>>>

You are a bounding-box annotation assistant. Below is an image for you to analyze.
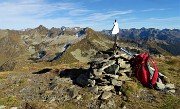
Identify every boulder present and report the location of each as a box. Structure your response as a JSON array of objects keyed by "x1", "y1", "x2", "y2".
[
  {"x1": 76, "y1": 74, "x2": 89, "y2": 86},
  {"x1": 101, "y1": 92, "x2": 112, "y2": 100},
  {"x1": 92, "y1": 69, "x2": 102, "y2": 77},
  {"x1": 119, "y1": 75, "x2": 132, "y2": 81},
  {"x1": 88, "y1": 86, "x2": 99, "y2": 93},
  {"x1": 99, "y1": 85, "x2": 114, "y2": 91},
  {"x1": 104, "y1": 64, "x2": 119, "y2": 74},
  {"x1": 111, "y1": 79, "x2": 122, "y2": 86},
  {"x1": 99, "y1": 60, "x2": 116, "y2": 71},
  {"x1": 104, "y1": 74, "x2": 119, "y2": 79},
  {"x1": 68, "y1": 89, "x2": 78, "y2": 98}
]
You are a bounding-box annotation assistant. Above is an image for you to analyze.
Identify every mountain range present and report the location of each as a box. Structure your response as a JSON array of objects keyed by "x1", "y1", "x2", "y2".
[
  {"x1": 101, "y1": 28, "x2": 180, "y2": 55},
  {"x1": 0, "y1": 25, "x2": 180, "y2": 109}
]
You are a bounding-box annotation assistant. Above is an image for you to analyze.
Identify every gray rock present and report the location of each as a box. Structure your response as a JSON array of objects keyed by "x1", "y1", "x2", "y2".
[
  {"x1": 69, "y1": 89, "x2": 78, "y2": 98},
  {"x1": 165, "y1": 84, "x2": 175, "y2": 89},
  {"x1": 99, "y1": 85, "x2": 114, "y2": 91},
  {"x1": 101, "y1": 92, "x2": 112, "y2": 100},
  {"x1": 104, "y1": 74, "x2": 119, "y2": 80},
  {"x1": 104, "y1": 64, "x2": 119, "y2": 74},
  {"x1": 119, "y1": 75, "x2": 132, "y2": 81},
  {"x1": 99, "y1": 60, "x2": 116, "y2": 71},
  {"x1": 92, "y1": 69, "x2": 102, "y2": 77},
  {"x1": 107, "y1": 100, "x2": 116, "y2": 108},
  {"x1": 156, "y1": 82, "x2": 165, "y2": 90},
  {"x1": 88, "y1": 79, "x2": 96, "y2": 87},
  {"x1": 88, "y1": 86, "x2": 99, "y2": 93},
  {"x1": 76, "y1": 74, "x2": 89, "y2": 86},
  {"x1": 111, "y1": 79, "x2": 122, "y2": 86}
]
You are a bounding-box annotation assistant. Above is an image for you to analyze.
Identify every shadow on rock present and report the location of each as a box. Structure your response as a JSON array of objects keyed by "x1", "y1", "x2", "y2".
[
  {"x1": 32, "y1": 68, "x2": 52, "y2": 74},
  {"x1": 59, "y1": 68, "x2": 90, "y2": 87}
]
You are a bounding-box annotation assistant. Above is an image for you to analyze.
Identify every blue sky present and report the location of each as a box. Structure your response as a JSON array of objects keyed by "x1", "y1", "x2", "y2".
[{"x1": 0, "y1": 0, "x2": 180, "y2": 30}]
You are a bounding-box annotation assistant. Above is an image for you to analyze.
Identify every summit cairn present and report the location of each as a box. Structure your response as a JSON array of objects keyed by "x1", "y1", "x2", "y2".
[{"x1": 84, "y1": 50, "x2": 132, "y2": 99}]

<<<

Report how many of the lines above contain the word "objects". Treat uppercase and lowercase as distinct, and give only the number.

**Response**. 6